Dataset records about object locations
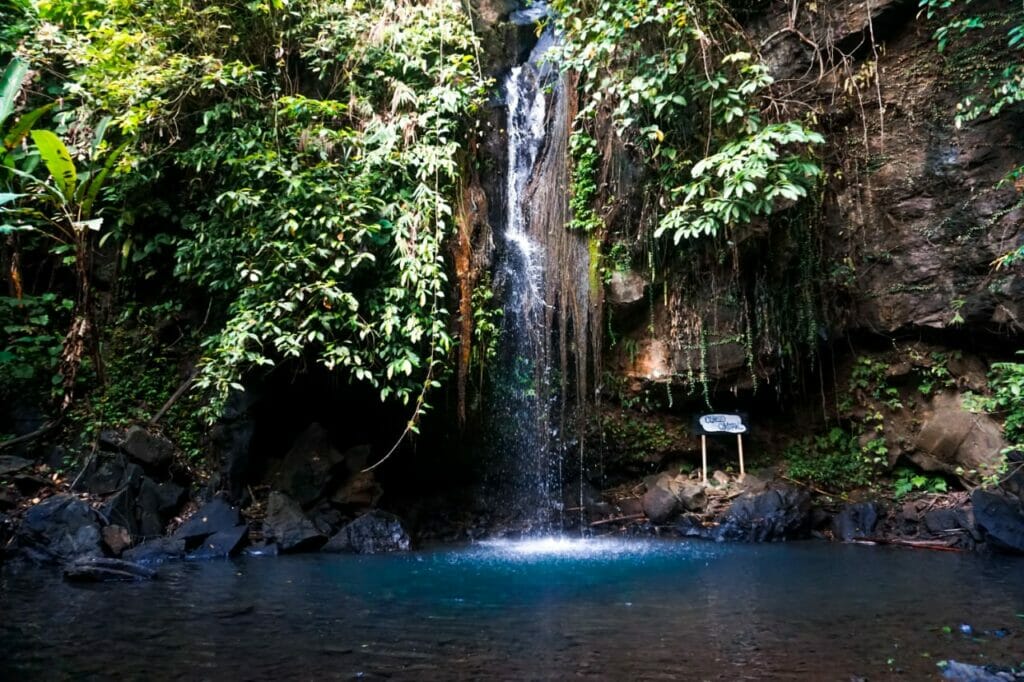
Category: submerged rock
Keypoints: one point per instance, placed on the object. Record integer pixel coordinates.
(215, 516)
(158, 550)
(1000, 519)
(659, 502)
(287, 525)
(374, 533)
(310, 468)
(855, 520)
(151, 450)
(117, 539)
(221, 544)
(668, 495)
(102, 569)
(10, 464)
(782, 513)
(961, 672)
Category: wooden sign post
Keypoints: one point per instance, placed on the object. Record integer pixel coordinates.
(721, 424)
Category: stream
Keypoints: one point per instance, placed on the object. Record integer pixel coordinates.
(536, 609)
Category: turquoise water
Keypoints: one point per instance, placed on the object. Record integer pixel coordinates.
(555, 609)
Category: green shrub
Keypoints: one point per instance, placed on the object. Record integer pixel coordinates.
(835, 461)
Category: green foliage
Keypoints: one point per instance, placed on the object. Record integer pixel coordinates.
(834, 461)
(906, 480)
(634, 437)
(690, 102)
(16, 19)
(141, 375)
(998, 89)
(33, 338)
(1006, 382)
(583, 147)
(486, 324)
(316, 145)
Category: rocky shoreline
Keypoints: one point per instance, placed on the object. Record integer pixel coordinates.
(129, 509)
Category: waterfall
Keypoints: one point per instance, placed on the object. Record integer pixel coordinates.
(548, 337)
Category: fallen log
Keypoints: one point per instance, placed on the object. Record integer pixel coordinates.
(935, 545)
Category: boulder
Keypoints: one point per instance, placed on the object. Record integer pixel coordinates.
(1000, 520)
(855, 520)
(231, 439)
(117, 539)
(151, 450)
(961, 672)
(143, 506)
(157, 550)
(310, 469)
(359, 492)
(778, 514)
(374, 533)
(9, 497)
(659, 502)
(943, 521)
(58, 529)
(669, 495)
(156, 505)
(626, 288)
(10, 464)
(287, 525)
(107, 473)
(263, 549)
(103, 569)
(215, 516)
(952, 438)
(221, 544)
(691, 496)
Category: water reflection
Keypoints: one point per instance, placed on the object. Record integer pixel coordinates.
(544, 609)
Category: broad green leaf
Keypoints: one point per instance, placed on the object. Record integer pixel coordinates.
(10, 85)
(18, 131)
(96, 182)
(57, 160)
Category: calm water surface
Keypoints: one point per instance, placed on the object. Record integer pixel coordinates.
(551, 610)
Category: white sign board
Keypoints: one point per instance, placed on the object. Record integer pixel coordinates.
(722, 424)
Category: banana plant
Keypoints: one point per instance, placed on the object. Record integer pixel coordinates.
(60, 204)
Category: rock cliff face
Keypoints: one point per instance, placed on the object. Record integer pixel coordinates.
(890, 266)
(911, 218)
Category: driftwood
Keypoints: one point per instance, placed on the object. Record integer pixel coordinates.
(174, 398)
(937, 546)
(629, 517)
(44, 429)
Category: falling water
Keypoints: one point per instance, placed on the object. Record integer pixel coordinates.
(545, 274)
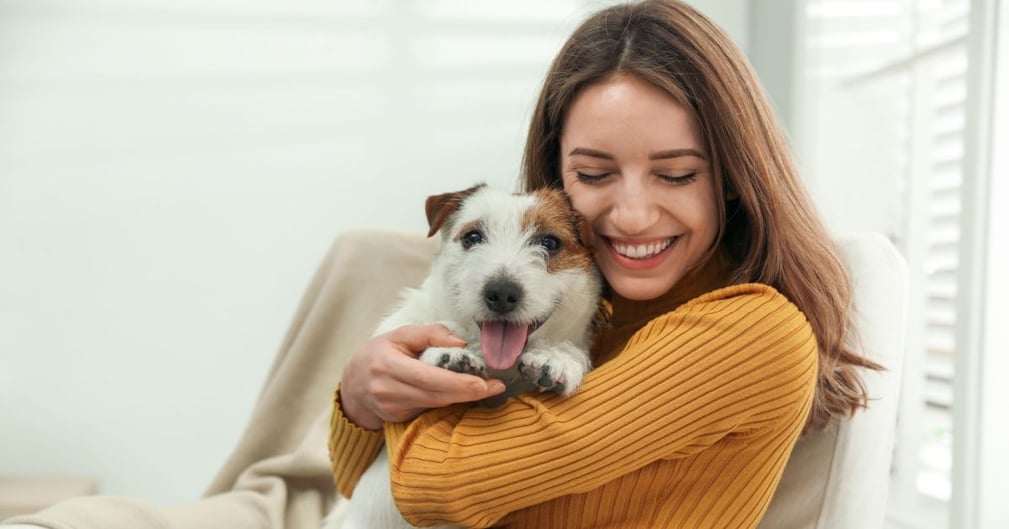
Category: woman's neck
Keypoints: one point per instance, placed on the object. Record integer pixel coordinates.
(706, 278)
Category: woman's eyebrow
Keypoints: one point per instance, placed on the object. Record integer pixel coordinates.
(590, 152)
(662, 154)
(677, 152)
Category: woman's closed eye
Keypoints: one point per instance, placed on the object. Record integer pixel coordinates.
(591, 178)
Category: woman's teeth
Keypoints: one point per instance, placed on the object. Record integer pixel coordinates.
(642, 251)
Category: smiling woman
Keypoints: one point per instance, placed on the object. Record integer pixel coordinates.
(633, 165)
(729, 308)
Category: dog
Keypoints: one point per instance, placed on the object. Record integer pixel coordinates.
(515, 278)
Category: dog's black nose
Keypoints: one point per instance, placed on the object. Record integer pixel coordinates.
(501, 296)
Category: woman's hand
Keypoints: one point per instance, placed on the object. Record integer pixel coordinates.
(383, 381)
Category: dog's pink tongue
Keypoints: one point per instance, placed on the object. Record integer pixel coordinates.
(502, 342)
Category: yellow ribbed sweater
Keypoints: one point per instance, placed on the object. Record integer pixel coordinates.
(687, 423)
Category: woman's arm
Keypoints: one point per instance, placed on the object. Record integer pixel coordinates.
(739, 360)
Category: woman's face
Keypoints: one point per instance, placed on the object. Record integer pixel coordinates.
(634, 165)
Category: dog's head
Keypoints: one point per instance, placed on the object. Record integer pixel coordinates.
(514, 265)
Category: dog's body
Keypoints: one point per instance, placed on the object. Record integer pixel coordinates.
(515, 278)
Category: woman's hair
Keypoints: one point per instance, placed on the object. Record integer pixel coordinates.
(769, 228)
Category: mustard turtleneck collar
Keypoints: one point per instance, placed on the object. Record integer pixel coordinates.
(627, 316)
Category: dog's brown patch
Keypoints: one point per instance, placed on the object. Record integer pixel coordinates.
(440, 207)
(553, 214)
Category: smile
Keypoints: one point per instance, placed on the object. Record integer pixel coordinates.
(642, 251)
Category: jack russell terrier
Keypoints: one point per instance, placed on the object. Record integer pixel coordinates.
(515, 278)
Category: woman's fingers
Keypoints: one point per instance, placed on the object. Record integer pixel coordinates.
(384, 381)
(414, 339)
(436, 387)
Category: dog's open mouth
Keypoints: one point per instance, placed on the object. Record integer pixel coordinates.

The exercise >> Leave the pictures out and print the records above exactly as they stand.

Completed task >>
Category: submerged rock
Keypoints: one point per instance, placed on the object. Record integer pixel coordinates.
(215, 516)
(158, 550)
(1000, 519)
(659, 502)
(287, 525)
(374, 533)
(310, 468)
(855, 520)
(151, 450)
(117, 539)
(221, 544)
(668, 495)
(102, 569)
(10, 464)
(782, 513)
(961, 672)
Category: wooden sign post
Keypoints: one point per instance, placed on the object. Record integer pixel coordinates.
(721, 424)
Category: stream
Keypoints: one point per instance, placed on the object. Record integer pixel coordinates.
(536, 609)
Category: turquoise water
Keypoints: one point per instance, placed on the object. Record integer pixel coordinates.
(555, 609)
Category: green shrub
Keypoints: one point per instance, placed on the object. Record integer pixel coordinates.
(835, 461)
Category: green foliage
Keypoints: one point per instance, placed on the object. Record integer pixel coordinates.
(834, 461)
(906, 480)
(634, 437)
(690, 102)
(16, 19)
(141, 375)
(998, 89)
(33, 338)
(1006, 382)
(583, 147)
(486, 324)
(316, 145)
Category: rocky shoreline
Keypoints: one point per instance, placed on the object. Record integer pixel coordinates.
(129, 509)
Category: waterfall
Keypoints: one point per instance, placed on the object. Record integer pixel coordinates.
(548, 337)
Category: fallen log
Keypoints: one point per instance, placed on the object. Record integer pixel coordinates.
(935, 545)
Category: boulder
Keypoints: one point per instance, placed on the object. Record integer pixel coordinates.
(1000, 520)
(855, 520)
(231, 439)
(117, 539)
(151, 450)
(961, 672)
(143, 506)
(157, 550)
(310, 469)
(359, 492)
(778, 514)
(374, 533)
(9, 497)
(659, 502)
(943, 521)
(58, 529)
(669, 495)
(156, 505)
(626, 288)
(10, 464)
(287, 525)
(107, 473)
(263, 549)
(103, 569)
(215, 516)
(952, 438)
(221, 544)
(691, 496)
Category: water reflection
Keypoints: one point per instance, placed on the object. Record integer pixel coordinates.
(544, 609)
Category: broad green leaf
Keypoints: one point per instance, placed on the object. Record integer pixel coordinates.
(10, 85)
(18, 131)
(96, 182)
(57, 160)
Category: calm water surface
Keypoints: one point per instance, placed on the object. Record integer pixel coordinates.
(551, 610)
Category: white sign board
Keypoints: one point per instance, placed on the object. Record integer pixel coordinates.
(722, 424)
Category: banana plant
Keypoints: one point per instance, placed on the object. Record integer pixel coordinates.
(60, 204)
Category: rock cliff face
Keypoints: one point per instance, placed on the object. Record integer pixel coordinates.
(890, 266)
(911, 218)
Category: driftwood
Keypoints: one point per instance, placed on the object. Record integer pixel coordinates.
(174, 398)
(937, 546)
(629, 517)
(44, 429)
Category: falling water
Keypoints: one point per instance, placed on the object. Record integer pixel coordinates.
(545, 274)
Category: woman's neck
Keypoints: one point per instance, placed on the object. Record integer pixel coordinates.
(706, 278)
Category: woman's eyebrow
Keypoints: one point per instance, placed on the object. Record integer pixel coordinates.
(590, 152)
(662, 154)
(677, 152)
Category: woman's closed eye
Keypoints: one point per instance, placed on the object. Record integer pixel coordinates.
(591, 178)
Category: woman's teeth
Keypoints: one point per instance, placed on the object. Record integer pixel coordinates.
(642, 251)
Category: smiling woman
Keypoints: one point per instance, placed on the object. Record integer pixel coordinates.
(633, 165)
(729, 308)
Category: dog
Keypoints: one point per instance, placed on the object. Record integer pixel coordinates.
(515, 278)
Category: dog's black nose
Keypoints: one point per instance, placed on the object. Record integer pixel coordinates.
(501, 296)
Category: woman's hand
Keypoints: one point per instance, placed on the object. Record integer pixel coordinates.
(383, 381)
Category: dog's pink tongue
Keypoints: one point per instance, placed on the object. Record integer pixel coordinates.
(502, 342)
Category: yellow ribbed sweater
Keypoints: one point per instance, placed on the object. Record integer pixel coordinates.
(687, 423)
Category: woman's arm
Keypoints: one point per instance, placed on the object. Record integer pixel coordinates.
(739, 360)
Category: woman's face
Keypoints: one point per instance, placed on the object. Record integer pixel coordinates.
(634, 165)
Category: dog's head
Keypoints: one point per instance, placed on the object. Record integer pixel coordinates.
(514, 265)
Category: dog's body
Keypoints: one point per instance, placed on the object. Record integer pixel coordinates.
(515, 278)
Category: woman's hair
Keypoints: one point per instance, placed on the object. Record integer pixel coordinates.
(769, 228)
Category: mustard turtleneck collar
Keypoints: one point per instance, placed on the object. Record integer pixel coordinates.
(627, 316)
Category: dog's brown patch
Keypoints: one point per instance, placed on the object. Record integer pixel coordinates.
(440, 207)
(553, 214)
Category: smile
Keypoints: one point per instance, placed on the object. Record integer pixel coordinates.
(642, 251)
Category: jack russell terrier
Keypoints: one point per instance, placed on the object. Record integer pixel coordinates.
(515, 278)
Category: woman's fingers
Keypoints: one point per instance, placed on the object. Record integer pixel coordinates.
(384, 381)
(414, 339)
(436, 387)
Category: dog's open mouth
Keypoints: one point per instance, placed on the object. Record integer pixel coordinates.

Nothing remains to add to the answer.